Exercise requirements. Recast every line of the records below as a Markdown table with the columns "No." and "Text", numbering the rows in order and skipping blank lines.

--- Records to use ---

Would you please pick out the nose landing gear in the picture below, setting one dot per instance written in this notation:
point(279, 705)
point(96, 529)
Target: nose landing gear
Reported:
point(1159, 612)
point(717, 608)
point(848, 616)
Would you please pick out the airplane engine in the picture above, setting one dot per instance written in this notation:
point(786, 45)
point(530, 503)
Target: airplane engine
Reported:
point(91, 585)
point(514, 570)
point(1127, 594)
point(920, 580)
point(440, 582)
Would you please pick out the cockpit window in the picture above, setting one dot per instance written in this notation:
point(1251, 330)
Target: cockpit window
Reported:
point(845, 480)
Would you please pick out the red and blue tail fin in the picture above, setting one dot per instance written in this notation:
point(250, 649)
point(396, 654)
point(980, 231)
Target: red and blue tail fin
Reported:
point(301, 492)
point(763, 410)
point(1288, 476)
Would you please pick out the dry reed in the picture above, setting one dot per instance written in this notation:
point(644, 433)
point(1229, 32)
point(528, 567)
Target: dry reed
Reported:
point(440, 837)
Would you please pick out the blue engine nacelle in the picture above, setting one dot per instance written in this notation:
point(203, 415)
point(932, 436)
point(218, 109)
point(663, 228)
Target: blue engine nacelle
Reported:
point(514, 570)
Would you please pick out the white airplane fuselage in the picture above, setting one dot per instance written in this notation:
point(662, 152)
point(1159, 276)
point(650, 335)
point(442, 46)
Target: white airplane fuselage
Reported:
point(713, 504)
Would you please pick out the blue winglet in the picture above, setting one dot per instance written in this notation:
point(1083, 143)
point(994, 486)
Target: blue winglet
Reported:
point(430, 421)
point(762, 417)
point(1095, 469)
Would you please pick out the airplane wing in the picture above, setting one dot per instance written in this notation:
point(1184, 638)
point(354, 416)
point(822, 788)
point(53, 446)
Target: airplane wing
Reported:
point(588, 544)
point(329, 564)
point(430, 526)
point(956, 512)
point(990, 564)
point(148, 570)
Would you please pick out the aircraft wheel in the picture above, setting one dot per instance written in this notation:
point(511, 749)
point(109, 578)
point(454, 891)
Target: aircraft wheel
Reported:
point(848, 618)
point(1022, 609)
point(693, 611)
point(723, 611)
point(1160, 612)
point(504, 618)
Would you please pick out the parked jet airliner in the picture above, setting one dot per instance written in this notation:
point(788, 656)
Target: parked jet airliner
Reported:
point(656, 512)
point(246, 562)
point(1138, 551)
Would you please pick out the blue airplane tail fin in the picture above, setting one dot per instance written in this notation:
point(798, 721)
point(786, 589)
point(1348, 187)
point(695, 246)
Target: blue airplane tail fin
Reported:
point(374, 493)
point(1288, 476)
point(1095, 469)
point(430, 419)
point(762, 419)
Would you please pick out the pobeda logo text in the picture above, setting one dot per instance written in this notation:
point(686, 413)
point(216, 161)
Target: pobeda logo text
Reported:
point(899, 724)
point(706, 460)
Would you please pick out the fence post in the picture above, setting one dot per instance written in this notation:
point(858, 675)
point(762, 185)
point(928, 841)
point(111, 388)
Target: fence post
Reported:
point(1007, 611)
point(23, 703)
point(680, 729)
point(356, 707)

---

Response to the exercise.
| No. | Text |
|---|---|
| 1 | Would you please pick out the nose landing gear in the picture below, setting one dot per instance written in this notation: |
| 2 | point(279, 705) |
| 3 | point(96, 529) |
| 4 | Target: nose landing gear |
| 5 | Reported: |
| 6 | point(1159, 612) |
| 7 | point(717, 608) |
| 8 | point(848, 616) |
| 9 | Would you please pick out the airplane engine in the picture above, setting one dot per instance written in this notation: |
| 10 | point(786, 45) |
| 11 | point(530, 503) |
| 12 | Target: airplane engine |
| 13 | Reported: |
| 14 | point(91, 585) |
| 15 | point(514, 570) |
| 16 | point(1127, 594) |
| 17 | point(920, 580) |
| 18 | point(440, 582) |
| 19 | Would you please pick out the cockpit window in the picture above, setting one dot per instance written in this notation: |
| 20 | point(1251, 330) |
| 21 | Target: cockpit window |
| 22 | Reported: |
| 23 | point(845, 480) |
| 24 | Would you please pick out the red and blue tail fin in the picture above, setting one dot per instance written in this notation: |
| 25 | point(250, 649) |
| 26 | point(396, 654) |
| 27 | point(980, 231) |
| 28 | Target: red and blue tail fin |
| 29 | Reported: |
| 30 | point(301, 492) |
| 31 | point(763, 410) |
| 32 | point(1288, 476) |
| 33 | Would you please pick out the dry reed in the picture above, setting one dot per instance written in this notation: |
| 34 | point(644, 433) |
| 35 | point(1229, 32) |
| 36 | point(528, 567) |
| 37 | Target: dry reed |
| 38 | Reported: |
| 39 | point(440, 837) |
| 40 | Would you please pick out the blue engine nacelle in the picture above, setting one dot per instance written in this notation: |
| 41 | point(203, 415) |
| 42 | point(932, 436) |
| 43 | point(218, 109) |
| 44 | point(663, 228) |
| 45 | Target: blue engine nacelle |
| 46 | Reported: |
| 47 | point(514, 570) |
| 48 | Would you please pick out the white airplane fuselage in the picture above, setting one dot per instance written in this notation: |
| 49 | point(662, 152) |
| 50 | point(1159, 276) |
| 51 | point(650, 335) |
| 52 | point(442, 46) |
| 53 | Target: white airplane fuselage |
| 54 | Reported: |
| 55 | point(713, 504) |
| 56 | Would you please pick out the blue winglet in the picture above, setting one dot per instance written in this notation: |
| 57 | point(1083, 143) |
| 58 | point(994, 486) |
| 59 | Target: blue winglet |
| 60 | Reported: |
| 61 | point(430, 421) |
| 62 | point(762, 417) |
| 63 | point(1095, 469) |
| 64 | Would you please pick out the airplane wing in the picture above, setting one dot per instance written in this notation: |
| 65 | point(1184, 638) |
| 66 | point(354, 416) |
| 67 | point(822, 788) |
| 68 | point(53, 446) |
| 69 | Target: airplane wing |
| 70 | Reported: |
| 71 | point(588, 544) |
| 72 | point(329, 564) |
| 73 | point(430, 526) |
| 74 | point(956, 512) |
| 75 | point(990, 564) |
| 76 | point(148, 570) |
| 77 | Would you please pick out the aircraft wheel in the picture above, setting one dot per instance written in this notation: |
| 78 | point(511, 749) |
| 79 | point(109, 578) |
| 80 | point(454, 891) |
| 81 | Target: aircraft wheel |
| 82 | Reported: |
| 83 | point(848, 618) |
| 84 | point(1022, 609) |
| 85 | point(693, 611) |
| 86 | point(723, 611) |
| 87 | point(1160, 612) |
| 88 | point(504, 618) |
| 89 | Would you please pick out the parked jet airliner in the picture above, setting one dot per instance written in this notation: |
| 90 | point(788, 656) |
| 91 | Target: parked jet airliner |
| 92 | Reported: |
| 93 | point(656, 512) |
| 94 | point(246, 562) |
| 95 | point(1138, 551) |
| 96 | Would you please pick out the blue airplane tail fin in the picture above, setting one dot per instance written in this notation: |
| 97 | point(798, 721) |
| 98 | point(786, 589) |
| 99 | point(1348, 187) |
| 100 | point(695, 246) |
| 101 | Target: blue airplane tail fin |
| 102 | Reported: |
| 103 | point(374, 493) |
| 104 | point(1288, 476) |
| 105 | point(1095, 469) |
| 106 | point(430, 419) |
| 107 | point(762, 419) |
| 108 | Would you please pick out the pobeda logo text in the picture above, setting one dot per instance written in this notation: |
| 109 | point(686, 413) |
| 110 | point(216, 161) |
| 111 | Target: pobeda logo text |
| 112 | Reported: |
| 113 | point(899, 724) |
| 114 | point(706, 460) |
| 115 | Would you please pick out the fence post in the picture above, setting one dot per instance written in this notation: |
| 116 | point(858, 675) |
| 117 | point(762, 185) |
| 118 | point(928, 841) |
| 119 | point(111, 388) |
| 120 | Target: fence post |
| 121 | Reported: |
| 122 | point(1007, 611) |
| 123 | point(23, 703) |
| 124 | point(680, 729) |
| 125 | point(356, 707) |